#### Page excerpt

It shouldn’t be painfully hard to obtain a divorce that the law says you’re entitled to. And it shouldn’t be that hard only if you’re poor.
Ending a marriage requires a lawsuit. To obtain a divorce, one spouse has to sue the other in court. If you’re rich, this isn’t a problem. You just hire a lawyer. But as the U.S. Supreme Court has recognized, divorce is just as fundamental to nonwealthy folks as it is to the Brad Pitts and Angelina Jolies of the world. And if you’re low-income, you probably won’t be able to hire a lawyer because they cost so much.
Being trapped in an unwanted marriage can be pretty awful. We define ourselves, and society defines us, by reference to our spouses. Marriage and divorce affect income, property, children, medical care, just about every aspect of life. You can’t marry someone new until you get out of a marriage you’re in.
So if you need a divorce and you’re low-income, you either must find a free lawyer to help, or you have to figure out how to do it on your own. How hard is it to do either?
At least here in Philadelphia, it’s way too hard. That’s the conclusion of a six-year study that the Access to Justice Lab at Harvard Law School, which I direct, recently completed. We partnered with Philadelphia VIP, an organization that matches low-income people with volunteer pro bono lawyers. The Philadelphia Family Court, showing a dedication to transparency rarely seen from a court system, volunteered dozens of hours of staff time to provide us redacted versions of critical documents.

########
#### Information supplied

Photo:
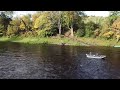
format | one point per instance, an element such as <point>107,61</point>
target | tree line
<point>66,23</point>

########

## Exercise description:
Could you copy the text on divorce for low-income people in full, word for word?

## Output of the task:
It shouldn’t be painfully hard to obtain a divorce that the law says you’re entitled to. And it shouldn’t be that hard only if you’re poor.
Ending a marriage requires a lawsuit. To obtain a divorce, one spouse has to sue the other in court. If you’re rich, this isn’t a problem. You just hire a lawyer. But as the U.S. Supreme Court has recognized, divorce is just as fundamental to nonwealthy folks as it is to the Brad Pitts and Angelina Jolies of the world. And if you’re low-income, you probably won’t be able to hire a lawyer because they cost so much.
Being trapped in an unwanted marriage can be pretty awful. We define ourselves, and society defines us, by reference to our spouses. Marriage and divorce affect income, property, children, medical care, just about every aspect of life. You can’t marry someone new until you get out of a marriage you’re in.
So if you need a divorce and you’re low-income, you either must find a free lawyer to help, or you have to figure out how to do it on your own. How hard is it to do either?
At least here in Philadelphia, it’s way too hard. That’s the conclusion of a six-year study that the Access to Justice Lab at Harvard Law School, which I direct, recently completed. We partnered with Philadelphia VIP, an organization that matches low-income people with volunteer pro bono lawyers. The Philadelphia Family Court, showing a dedication to transparency rarely seen from a court system, volunteered dozens of hours of staff time to provide us redacted versions of critical documents.